DIRECTIONS FOR THIS TASK – The expected response is the full set of records, unchanged.

Segment Start: EXERCISE MATERIALS

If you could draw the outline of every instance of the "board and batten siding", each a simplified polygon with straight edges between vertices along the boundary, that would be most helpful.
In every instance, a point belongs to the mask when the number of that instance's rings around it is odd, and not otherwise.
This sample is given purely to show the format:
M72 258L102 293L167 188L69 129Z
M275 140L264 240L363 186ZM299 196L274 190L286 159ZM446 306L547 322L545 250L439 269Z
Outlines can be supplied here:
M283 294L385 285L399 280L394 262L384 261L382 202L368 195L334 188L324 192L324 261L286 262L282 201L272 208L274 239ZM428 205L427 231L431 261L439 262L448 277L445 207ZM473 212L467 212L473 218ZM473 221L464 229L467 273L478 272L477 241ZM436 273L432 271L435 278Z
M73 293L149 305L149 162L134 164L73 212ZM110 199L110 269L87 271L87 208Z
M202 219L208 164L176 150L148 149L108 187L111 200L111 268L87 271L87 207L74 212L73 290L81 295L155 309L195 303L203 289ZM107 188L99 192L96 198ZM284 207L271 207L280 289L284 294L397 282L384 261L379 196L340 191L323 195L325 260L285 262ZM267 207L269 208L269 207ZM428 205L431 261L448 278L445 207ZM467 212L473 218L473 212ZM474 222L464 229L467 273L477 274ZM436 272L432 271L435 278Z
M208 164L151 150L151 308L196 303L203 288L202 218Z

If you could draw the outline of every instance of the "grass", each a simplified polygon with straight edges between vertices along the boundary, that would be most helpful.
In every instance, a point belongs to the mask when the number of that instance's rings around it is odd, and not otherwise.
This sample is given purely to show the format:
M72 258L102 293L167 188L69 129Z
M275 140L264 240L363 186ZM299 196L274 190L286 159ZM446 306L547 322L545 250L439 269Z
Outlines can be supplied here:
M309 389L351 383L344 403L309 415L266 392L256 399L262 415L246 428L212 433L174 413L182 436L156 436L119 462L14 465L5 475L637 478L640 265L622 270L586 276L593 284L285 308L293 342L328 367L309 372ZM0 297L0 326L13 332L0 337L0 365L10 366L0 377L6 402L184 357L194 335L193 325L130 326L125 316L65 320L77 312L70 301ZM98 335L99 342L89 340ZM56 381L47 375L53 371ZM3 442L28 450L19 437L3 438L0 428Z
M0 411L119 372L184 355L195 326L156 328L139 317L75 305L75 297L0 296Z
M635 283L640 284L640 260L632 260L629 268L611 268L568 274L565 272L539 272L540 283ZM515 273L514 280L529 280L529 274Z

Segment End: EXERCISE MATERIALS

SOLUTION TO THIS TASK –
If you could draw the outline of every instance of the "board and batten siding", each a simplified polygon with straight edges between vertices along the boundary, that would be most helpful.
In every instance, a point belongs to the mask when the number of that instance's rings around it is odd, and not otherwise.
This sample is given purely to show the format:
M72 258L102 293L167 188L69 129Z
M275 140L264 240L363 186ZM299 196L274 190L286 159ZM446 306L547 322L545 250L439 269Z
Outlines can be supplied here:
M283 294L385 285L399 280L394 262L384 261L382 202L368 195L334 188L324 192L324 261L286 262L282 201L272 208L274 239ZM428 205L427 231L431 261L439 262L448 277L445 207ZM473 212L467 212L473 218ZM473 221L464 229L467 273L478 272L477 241ZM436 273L432 271L435 278Z
M73 293L149 305L149 162L134 164L73 212ZM110 199L110 269L87 271L87 208Z
M202 219L208 164L176 150L148 149L108 187L111 200L111 268L87 271L87 207L74 212L73 290L81 295L155 309L195 303L203 289ZM107 188L99 192L96 198ZM284 207L271 207L280 289L284 294L397 282L384 261L379 196L340 191L323 195L325 260L285 262ZM267 207L269 208L269 207ZM428 205L431 261L448 278L445 207ZM467 212L473 218L473 212ZM474 222L464 229L467 273L477 274ZM436 272L432 271L435 278Z
M208 164L151 150L151 308L196 303L203 288L202 218Z

If you could draw the outline of every instance of the "grass", each a simplified polygon with straight edges between vertices along the boundary, that would be most helpful.
In every instance, a point belongs to the mask when the number of that instance's rings around it is odd, and not otherwise.
This sample is given purely to show the format:
M72 258L102 293L167 188L69 129Z
M275 140L264 240L363 186ZM299 196L274 190L286 159ZM446 306L547 322L545 250L439 269Z
Outlines can be supplied here:
M309 389L351 383L344 403L309 415L266 392L256 399L262 415L246 428L212 433L174 413L182 436L156 436L119 462L14 465L5 475L637 478L640 265L622 270L586 276L593 284L285 308L293 342L328 367L309 372ZM0 297L0 326L13 332L0 337L0 365L10 366L0 377L6 402L184 357L194 335L193 325L130 326L125 316L65 320L77 312L70 301ZM98 335L99 342L89 340ZM56 381L47 375L53 371ZM3 442L28 450L19 437L3 438L0 428Z
M0 411L119 372L184 355L195 326L156 328L139 317L75 305L75 297L0 296Z
M635 283L640 284L640 260L632 260L629 268L611 268L568 274L565 272L539 272L540 283ZM515 273L514 280L529 280L529 274Z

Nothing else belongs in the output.